ROWS -
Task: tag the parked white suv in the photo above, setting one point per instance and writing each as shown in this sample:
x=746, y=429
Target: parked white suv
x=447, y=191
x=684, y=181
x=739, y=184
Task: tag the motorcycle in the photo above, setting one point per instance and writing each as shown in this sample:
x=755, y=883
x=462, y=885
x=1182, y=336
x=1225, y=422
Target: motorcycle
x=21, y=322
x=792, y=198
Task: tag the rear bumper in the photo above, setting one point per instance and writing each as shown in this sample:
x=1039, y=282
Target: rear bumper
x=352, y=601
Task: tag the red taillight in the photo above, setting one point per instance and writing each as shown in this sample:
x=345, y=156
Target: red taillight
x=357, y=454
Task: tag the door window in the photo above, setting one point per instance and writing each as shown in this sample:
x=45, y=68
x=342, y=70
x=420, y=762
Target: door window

DIRECTIONS -
Rewrite the entire listing above, changing "tag" to "mark" wherever it occurs and leaving everything else untouched.

RESULT OF THE TASK -
Task: mark the parked white suv in the photo above, setting one point per instance and writing each as shown in this sample:
x=746, y=429
Target: parked white suv
x=447, y=191
x=684, y=181
x=739, y=184
Task: mark the motorcycle in the photo above, setting one point per instance and writing each as shown in this sample:
x=755, y=883
x=462, y=885
x=1182, y=336
x=1225, y=422
Target: motorcycle
x=21, y=322
x=792, y=198
Task: mark the rear bumper in the photo above, setting one point per instance and writing each as shown in this sample:
x=1039, y=282
Target: rear bumper
x=352, y=601
Task: mark the red taillight in the photo above, setting one point per instance and writing each as shown in this sample:
x=345, y=156
Target: red taillight
x=357, y=454
Task: mark the door window in the photo above, setting one point per instance and writing each as shown in this sample:
x=45, y=68
x=342, y=70
x=420, y=762
Target: door window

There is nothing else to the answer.